* _SUPPLIED PASSAGE_:
= = = = =

TCS’ iON has now made a comeback as the unsurpassed platform for conducting exams
Jul 7, 2015, 13:45 IST
Tata Consultancy Services’ iON cloud platform has got a new lease of life. The platform, which was launched around five years back, had failed to revolutionise the small-and-medium business space by offering them computing capabilities at a low cost.
Now, it is used for conducting examinations in the country and how.
"iON has about Rs 1,000 crore ($158 million) in revenue now. It could become a separate unit because it has an entirely different way of working," a TCS executive with knowledge of the platform told Economic Times.
However, the company had targeted to reach $1 billion when it launched iON in 2011.
"Education was a bright spot. Mid-2012, the exam functionality was improved and then that took off," another TCS executive who worked on iON told the financial daily.
Last year, it won a five-year contract to conduct the Common Aptitude Test (CAT), the gateway to the Indian Institutes of Management and over 150 other business schools in the country, beating six other bidders.
The company also facilitates other exams using iON platform like Graduate Aptitude Test in Engineering, the IIT-Joint Entrance Exams, and recruitment exams for Life Insurance Corporation of India.

= = = = =

* _GIVEN INFORMATION_:
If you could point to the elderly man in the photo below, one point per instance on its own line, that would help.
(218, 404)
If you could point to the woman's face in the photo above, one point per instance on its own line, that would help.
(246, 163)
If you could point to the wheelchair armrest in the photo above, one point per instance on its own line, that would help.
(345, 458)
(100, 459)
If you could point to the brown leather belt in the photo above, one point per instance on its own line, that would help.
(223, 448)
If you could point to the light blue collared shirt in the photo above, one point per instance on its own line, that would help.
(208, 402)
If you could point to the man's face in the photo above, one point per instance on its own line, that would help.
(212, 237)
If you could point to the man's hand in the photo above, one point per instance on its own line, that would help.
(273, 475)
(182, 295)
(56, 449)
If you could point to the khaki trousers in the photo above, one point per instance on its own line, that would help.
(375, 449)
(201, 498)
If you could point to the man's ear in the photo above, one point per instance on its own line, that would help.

= = = = =

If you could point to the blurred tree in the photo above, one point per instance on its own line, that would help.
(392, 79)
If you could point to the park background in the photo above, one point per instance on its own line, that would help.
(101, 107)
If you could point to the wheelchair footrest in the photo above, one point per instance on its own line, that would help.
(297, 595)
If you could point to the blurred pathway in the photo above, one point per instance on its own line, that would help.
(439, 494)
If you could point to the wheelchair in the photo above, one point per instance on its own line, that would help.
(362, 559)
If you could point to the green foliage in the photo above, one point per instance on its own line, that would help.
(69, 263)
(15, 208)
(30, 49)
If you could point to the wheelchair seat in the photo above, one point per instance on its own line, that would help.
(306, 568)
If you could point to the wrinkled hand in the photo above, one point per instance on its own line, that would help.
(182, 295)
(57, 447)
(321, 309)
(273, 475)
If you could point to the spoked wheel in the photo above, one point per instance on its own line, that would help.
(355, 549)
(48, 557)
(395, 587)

= = = = =

* _DIRECTION A_:
Reproduce the whole article above about the TCS iON exam platform, word for word.
* _DIRECTION B_:
Select every line from the rows above that contains the word "wheelchair", treating uppercase and lowercase as different.

* _EXERCISE ANSWER A_:
TCS’ iON has now made a comeback as the unsurpassed platform for conducting exams
Jul 7, 2015, 13:45 IST
Tata Consultancy Services’ iON cloud platform has got a new lease of life. The platform, which was launched around five years back, had failed to revolutionise the small-and-medium business space by offering them computing capabilities at a low cost.
Now, it is used for conducting examinations in the country and how.
"iON has about Rs 1,000 crore ($158 million) in revenue now. It could become a separate unit because it has an entirely different way of working," a TCS executive with knowledge of the platform told Economic Times.
However, the company had targeted to reach $1 billion when it launched iON in 2011.
"Education was a bright spot. Mid-2012, the exam functionality was improved and then that took off," another TCS executive who worked on iON told the financial daily.
Last year, it won a five-year contract to conduct the Common Aptitude Test (CAT), the gateway to the Indian Institutes of Management and over 150 other business schools in the country, beating six other bidders.
The company also facilitates other exams using iON platform like Graduate Aptitude Test in Engineering, the IIT-Joint Entrance Exams, and recruitment exams for Life Insurance Corporation of India.

* _EXERCISE ANSWER B_:
If you could point to the wheelchair armrest in the photo above, one point per instance on its own line, that would help.
If you could point to the wheelchair footrest in the photo above, one point per instance on its own line, that would help.
If you could point to the wheelchair in the photo above, one point per instance on its own line, that would help.
If you could point to the wheelchair seat in the photo above, one point per instance on its own line, that would help.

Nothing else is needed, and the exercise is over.